#### Required task:
Reproduce the data below verbatim, keeping every line and character unchanged.

------------------------

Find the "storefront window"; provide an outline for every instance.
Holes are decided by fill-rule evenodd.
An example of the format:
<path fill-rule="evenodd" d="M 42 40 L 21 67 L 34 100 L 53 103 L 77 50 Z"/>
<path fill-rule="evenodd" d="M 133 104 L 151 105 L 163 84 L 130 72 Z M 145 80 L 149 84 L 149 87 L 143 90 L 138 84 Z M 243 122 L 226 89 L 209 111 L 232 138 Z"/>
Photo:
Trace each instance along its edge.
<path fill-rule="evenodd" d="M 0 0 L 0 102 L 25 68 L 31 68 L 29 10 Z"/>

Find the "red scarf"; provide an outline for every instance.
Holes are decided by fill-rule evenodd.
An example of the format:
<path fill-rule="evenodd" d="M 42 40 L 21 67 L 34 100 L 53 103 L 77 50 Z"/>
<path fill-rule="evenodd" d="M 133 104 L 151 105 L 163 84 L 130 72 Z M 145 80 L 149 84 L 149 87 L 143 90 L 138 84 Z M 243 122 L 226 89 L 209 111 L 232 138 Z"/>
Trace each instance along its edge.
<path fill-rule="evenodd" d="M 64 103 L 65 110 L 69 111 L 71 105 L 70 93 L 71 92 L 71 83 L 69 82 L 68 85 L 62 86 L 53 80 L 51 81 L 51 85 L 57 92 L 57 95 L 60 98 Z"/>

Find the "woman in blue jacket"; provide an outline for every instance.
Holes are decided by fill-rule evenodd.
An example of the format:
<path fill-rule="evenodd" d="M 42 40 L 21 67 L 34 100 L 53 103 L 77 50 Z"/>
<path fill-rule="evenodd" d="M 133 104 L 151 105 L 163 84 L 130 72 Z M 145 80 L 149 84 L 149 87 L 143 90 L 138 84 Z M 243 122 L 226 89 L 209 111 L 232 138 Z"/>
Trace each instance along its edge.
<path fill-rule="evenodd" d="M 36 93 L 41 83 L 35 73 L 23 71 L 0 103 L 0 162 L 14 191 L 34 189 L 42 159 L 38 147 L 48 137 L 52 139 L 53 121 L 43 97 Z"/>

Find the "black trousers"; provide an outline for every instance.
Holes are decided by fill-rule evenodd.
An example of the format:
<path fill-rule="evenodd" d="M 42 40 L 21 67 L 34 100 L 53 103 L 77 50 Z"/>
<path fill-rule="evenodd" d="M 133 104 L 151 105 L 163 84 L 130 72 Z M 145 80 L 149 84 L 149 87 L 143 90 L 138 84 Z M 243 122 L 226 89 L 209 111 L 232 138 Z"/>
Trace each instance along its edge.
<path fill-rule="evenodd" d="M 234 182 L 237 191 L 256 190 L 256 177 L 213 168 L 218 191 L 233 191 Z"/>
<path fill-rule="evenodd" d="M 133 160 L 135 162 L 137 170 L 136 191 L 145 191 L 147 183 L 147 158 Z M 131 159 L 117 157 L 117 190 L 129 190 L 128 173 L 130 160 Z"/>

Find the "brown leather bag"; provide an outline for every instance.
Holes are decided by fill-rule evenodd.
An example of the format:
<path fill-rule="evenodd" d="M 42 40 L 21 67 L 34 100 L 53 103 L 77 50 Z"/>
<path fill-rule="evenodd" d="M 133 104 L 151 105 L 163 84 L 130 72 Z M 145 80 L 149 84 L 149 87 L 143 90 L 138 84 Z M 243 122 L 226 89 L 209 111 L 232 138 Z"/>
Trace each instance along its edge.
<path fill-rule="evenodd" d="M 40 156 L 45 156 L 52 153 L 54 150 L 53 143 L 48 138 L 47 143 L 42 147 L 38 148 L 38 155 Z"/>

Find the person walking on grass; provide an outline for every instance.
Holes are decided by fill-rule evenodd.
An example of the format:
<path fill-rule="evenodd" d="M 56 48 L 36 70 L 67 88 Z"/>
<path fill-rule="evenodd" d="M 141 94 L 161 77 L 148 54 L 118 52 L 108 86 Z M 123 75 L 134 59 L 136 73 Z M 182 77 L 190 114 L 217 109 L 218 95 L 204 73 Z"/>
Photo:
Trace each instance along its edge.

------------------------

#### Correct output:
Find the "storefront window"; provide an outline for every instance.
Holes are decided by fill-rule evenodd.
An example of the format:
<path fill-rule="evenodd" d="M 42 40 L 21 67 L 34 100 L 53 103 L 77 50 Z"/>
<path fill-rule="evenodd" d="M 133 104 L 151 105 L 163 84 L 130 72 Z M 145 80 L 149 84 L 149 87 L 143 90 L 138 84 Z M 243 122 L 226 89 L 209 111 L 232 138 Z"/>
Photo:
Trace each instance along its edge.
<path fill-rule="evenodd" d="M 0 0 L 0 102 L 25 68 L 31 68 L 29 10 Z"/>

Find the "red scarf"; provide an outline for every instance.
Holes are decided by fill-rule evenodd.
An example of the format:
<path fill-rule="evenodd" d="M 42 40 L 21 67 L 34 100 L 53 103 L 77 50 Z"/>
<path fill-rule="evenodd" d="M 133 104 L 151 105 L 163 84 L 130 72 Z M 145 80 L 149 84 L 149 87 L 143 90 L 138 84 Z M 243 122 L 226 89 L 209 111 L 232 138 Z"/>
Trace each instance along its edge.
<path fill-rule="evenodd" d="M 64 103 L 65 110 L 69 111 L 71 105 L 70 93 L 71 92 L 71 83 L 69 82 L 68 85 L 62 86 L 53 80 L 51 81 L 51 85 L 57 92 L 57 95 L 60 98 Z"/>

Find the "woman in blue jacket"; provide an outline for every instance.
Holes are decided by fill-rule evenodd.
An example of the format:
<path fill-rule="evenodd" d="M 42 40 L 21 67 L 34 100 L 53 103 L 77 50 Z"/>
<path fill-rule="evenodd" d="M 133 104 L 151 105 L 163 84 L 130 72 Z M 145 80 L 149 84 L 149 87 L 143 90 L 138 84 Z M 243 122 L 226 89 L 209 111 L 232 138 Z"/>
Trace each instance along its edge.
<path fill-rule="evenodd" d="M 36 93 L 41 83 L 35 73 L 23 71 L 0 103 L 0 162 L 14 191 L 34 189 L 42 159 L 38 147 L 48 137 L 52 139 L 53 121 L 43 97 Z"/>

Find the "black trousers"; provide an outline for every instance.
Holes are decided by fill-rule evenodd.
An example of the format:
<path fill-rule="evenodd" d="M 42 40 L 21 67 L 34 100 L 53 103 L 77 50 Z"/>
<path fill-rule="evenodd" d="M 133 104 L 151 105 L 163 84 L 130 72 Z M 145 80 L 149 84 L 149 87 L 143 90 L 138 84 Z M 243 122 L 226 89 L 209 111 L 232 138 Z"/>
Trace each instance along its edge.
<path fill-rule="evenodd" d="M 234 182 L 237 191 L 256 190 L 256 177 L 213 168 L 218 191 L 233 191 Z"/>
<path fill-rule="evenodd" d="M 133 160 L 135 162 L 137 170 L 136 191 L 145 191 L 147 183 L 147 158 Z M 131 159 L 117 157 L 117 190 L 129 190 L 128 173 L 130 160 Z"/>

Find the "brown leather bag"; provide an outline for every instance.
Holes are decided by fill-rule evenodd.
An example of the format:
<path fill-rule="evenodd" d="M 42 40 L 21 67 L 34 100 L 53 103 L 77 50 Z"/>
<path fill-rule="evenodd" d="M 133 104 L 151 105 L 163 84 L 130 72 Z M 145 80 L 149 84 L 149 87 L 143 90 L 138 84 Z M 243 122 L 226 89 L 209 111 L 232 138 Z"/>
Trace each instance along its edge.
<path fill-rule="evenodd" d="M 40 156 L 45 156 L 52 153 L 54 150 L 53 143 L 48 138 L 47 143 L 42 147 L 38 148 L 38 155 Z"/>

Find the person walking on grass; provide an outline for every instance.
Holes are decided by fill-rule evenodd.
An example of the format:
<path fill-rule="evenodd" d="M 56 48 L 36 70 L 67 88 Z"/>
<path fill-rule="evenodd" d="M 141 94 L 161 77 L 148 54 L 118 52 L 108 86 Z M 123 75 L 134 59 L 136 73 Z M 182 77 L 190 114 L 217 109 L 218 95 L 204 73 Z"/>
Photo:
Trace each instance along its edge.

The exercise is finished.